RECORDS FOR THIS TASK:
________________

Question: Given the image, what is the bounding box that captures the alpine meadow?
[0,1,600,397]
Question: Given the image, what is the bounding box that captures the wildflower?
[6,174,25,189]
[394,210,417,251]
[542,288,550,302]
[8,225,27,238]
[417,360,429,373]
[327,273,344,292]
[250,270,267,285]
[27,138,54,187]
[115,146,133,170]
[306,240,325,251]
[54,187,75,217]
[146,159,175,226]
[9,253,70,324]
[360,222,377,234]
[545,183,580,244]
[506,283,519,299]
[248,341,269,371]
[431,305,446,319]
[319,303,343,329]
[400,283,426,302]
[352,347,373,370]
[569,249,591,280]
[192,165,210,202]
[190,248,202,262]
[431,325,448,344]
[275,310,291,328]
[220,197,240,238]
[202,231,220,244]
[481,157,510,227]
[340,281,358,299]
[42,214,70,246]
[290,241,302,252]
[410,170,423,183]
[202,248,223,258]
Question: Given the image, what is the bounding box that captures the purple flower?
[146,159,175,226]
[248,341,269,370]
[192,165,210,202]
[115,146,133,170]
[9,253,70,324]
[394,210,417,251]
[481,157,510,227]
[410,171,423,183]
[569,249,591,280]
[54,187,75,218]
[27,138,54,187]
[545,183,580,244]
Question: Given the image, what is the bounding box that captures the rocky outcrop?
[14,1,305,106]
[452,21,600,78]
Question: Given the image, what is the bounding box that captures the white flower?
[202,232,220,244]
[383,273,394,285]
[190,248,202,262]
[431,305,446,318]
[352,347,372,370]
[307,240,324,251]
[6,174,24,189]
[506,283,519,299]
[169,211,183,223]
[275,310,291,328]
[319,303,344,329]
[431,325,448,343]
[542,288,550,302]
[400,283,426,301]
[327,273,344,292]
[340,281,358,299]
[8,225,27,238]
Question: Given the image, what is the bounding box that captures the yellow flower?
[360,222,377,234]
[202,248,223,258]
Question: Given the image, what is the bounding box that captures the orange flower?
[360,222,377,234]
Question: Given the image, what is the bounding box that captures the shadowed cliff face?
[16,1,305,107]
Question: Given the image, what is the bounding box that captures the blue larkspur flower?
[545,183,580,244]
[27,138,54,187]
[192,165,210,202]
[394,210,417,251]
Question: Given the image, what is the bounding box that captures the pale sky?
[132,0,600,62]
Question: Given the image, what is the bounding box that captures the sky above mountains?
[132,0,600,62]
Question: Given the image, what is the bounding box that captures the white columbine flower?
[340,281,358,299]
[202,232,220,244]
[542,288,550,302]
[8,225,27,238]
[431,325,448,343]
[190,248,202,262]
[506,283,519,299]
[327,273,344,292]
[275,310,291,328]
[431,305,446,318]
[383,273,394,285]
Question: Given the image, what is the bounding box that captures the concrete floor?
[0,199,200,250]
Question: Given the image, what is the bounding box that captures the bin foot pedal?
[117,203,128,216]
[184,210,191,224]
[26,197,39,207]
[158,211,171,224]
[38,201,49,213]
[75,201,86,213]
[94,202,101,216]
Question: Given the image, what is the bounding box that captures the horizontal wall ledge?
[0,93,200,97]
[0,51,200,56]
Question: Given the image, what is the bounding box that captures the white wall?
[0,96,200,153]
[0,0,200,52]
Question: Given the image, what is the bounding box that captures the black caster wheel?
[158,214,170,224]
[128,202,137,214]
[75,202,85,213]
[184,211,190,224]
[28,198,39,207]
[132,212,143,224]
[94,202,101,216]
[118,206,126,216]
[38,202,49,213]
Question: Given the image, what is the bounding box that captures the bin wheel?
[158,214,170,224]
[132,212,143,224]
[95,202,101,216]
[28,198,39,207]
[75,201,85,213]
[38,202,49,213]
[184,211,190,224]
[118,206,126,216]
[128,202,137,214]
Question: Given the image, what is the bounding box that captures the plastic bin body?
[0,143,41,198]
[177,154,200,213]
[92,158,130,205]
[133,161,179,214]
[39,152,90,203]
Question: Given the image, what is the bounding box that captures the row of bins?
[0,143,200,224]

________________

TASK TO CARRY OUT: Could you rewrite every line of the records above as a numbered list, leaving out any blank lines?

FINAL RESULT:
1. Question: Given the image, what is the bounding box that captures the alpine meadow?
2. [0,1,600,397]
3. Question: Given the image, what is the bounding box that captures the wildflower?
4. [6,174,25,189]
5. [394,210,417,251]
6. [542,288,550,302]
7. [8,225,27,238]
8. [417,360,429,373]
9. [327,273,344,292]
10. [250,270,267,285]
11. [27,138,54,187]
12. [115,146,133,170]
13. [306,240,325,251]
14. [54,187,75,217]
15. [146,159,175,226]
16. [9,253,70,324]
17. [360,222,377,234]
18. [545,183,580,244]
19. [506,283,519,299]
20. [248,341,269,371]
21. [431,305,446,319]
22. [319,303,343,329]
23. [400,283,426,302]
24. [352,347,373,370]
25. [569,249,591,280]
26. [192,165,210,202]
27. [190,248,202,262]
28. [431,325,448,344]
29. [275,310,291,328]
30. [220,197,240,238]
31. [202,231,220,244]
32. [481,157,510,227]
33. [340,281,358,299]
34. [42,214,70,246]
35. [290,241,302,252]
36. [410,170,423,183]
37. [202,248,223,258]
38. Question: Given the image, what is the bounding box that captures the purple flower?
39. [146,159,175,226]
40. [248,341,269,370]
41. [192,165,210,202]
42. [115,146,133,170]
43. [9,253,70,324]
44. [394,210,417,251]
45. [481,157,510,227]
46. [410,171,423,183]
47. [569,249,591,280]
48. [54,187,75,218]
49. [27,138,54,187]
50. [545,183,580,244]
51. Question: Given the image, what is the bounding box that captures the rocky outcrop?
52. [14,1,305,106]
53. [452,21,600,78]
54. Question: Given the image, what is the bounding box that captures the white flower?
55. [202,232,220,244]
56. [383,273,394,285]
57. [190,248,202,262]
58. [431,305,446,318]
59. [352,347,372,370]
60. [307,240,324,251]
61. [6,174,24,189]
62. [506,283,519,299]
63. [169,211,183,223]
64. [275,310,291,328]
65. [319,303,344,329]
66. [431,325,448,343]
67. [542,288,550,302]
68. [400,283,426,301]
69. [327,273,344,292]
70. [340,281,358,299]
71. [8,225,27,238]
72. Question: Given the image, what is the bounding box that captures the yellow flower?
73. [360,222,377,234]
74. [202,248,223,258]
75. Question: Given the image, what is the bounding box that captures the orange flower?
76. [360,222,377,234]
77. Question: Given the image, what is the bounding box that captures the shadowed cliff face?
78. [16,1,305,107]
79. Question: Given the image, what is the bounding box that captures the blue larkspur flower?
80. [545,183,580,244]
81. [27,138,54,187]
82. [192,165,210,202]
83. [394,210,417,251]
84. Question: Given the image, what is the bounding box that captures the pale sky?
85. [132,0,600,62]
86. Question: Given the image, what is the bounding box that captures the sky above mountains?
87. [132,0,600,62]
88. Question: Given the image, what is the bounding box that captures the white columbine flower?
89. [340,281,358,299]
90. [202,232,220,244]
91. [542,288,550,302]
92. [8,225,27,238]
93. [431,325,448,343]
94. [190,248,202,262]
95. [506,283,519,299]
96. [327,273,344,292]
97. [275,310,291,328]
98. [431,305,446,318]
99. [383,273,394,285]
100. Question: Given the image, what is the bounding box that captures the concrete floor?
101. [0,199,200,250]
102. Question: Given the image, what is the bounding box that captures the bin foot pedal?
103. [117,203,128,216]
104. [184,210,191,224]
105. [26,197,39,207]
106. [158,211,171,224]
107. [38,201,49,213]
108. [75,201,86,213]
109. [94,202,101,216]
110. Question: Given the image, what is the bounding box that captures the horizontal wall ledge?
111. [0,93,200,97]
112. [0,51,200,56]
113. Question: Given the image, what is the bounding box that captures the white wall?
114. [0,96,200,153]
115. [0,0,200,52]
116. Question: Given the image, what is the bounding box that captures the black caster wheel?
117. [158,214,170,224]
118. [128,202,137,214]
119. [75,202,85,213]
120. [184,211,190,224]
121. [28,198,39,207]
122. [132,212,143,224]
123. [94,202,101,216]
124. [118,206,126,216]
125. [38,202,49,213]
126. Question: Given the image, what is the bounding box that captures the bin wheel?
127. [158,214,170,224]
128. [132,212,143,224]
129. [95,202,101,216]
130. [28,198,39,207]
131. [75,201,85,213]
132. [38,202,49,213]
133. [184,211,190,224]
134. [118,206,126,216]
135. [128,202,137,214]
136. Question: Given the image, what is the bounding box that captures the plastic bin body?
137. [0,143,41,198]
138. [177,154,200,213]
139. [92,158,130,205]
140. [133,161,179,214]
141. [39,152,90,203]
142. Question: Given the image, what is the bounding box that captures the row of bins?
143. [0,143,200,224]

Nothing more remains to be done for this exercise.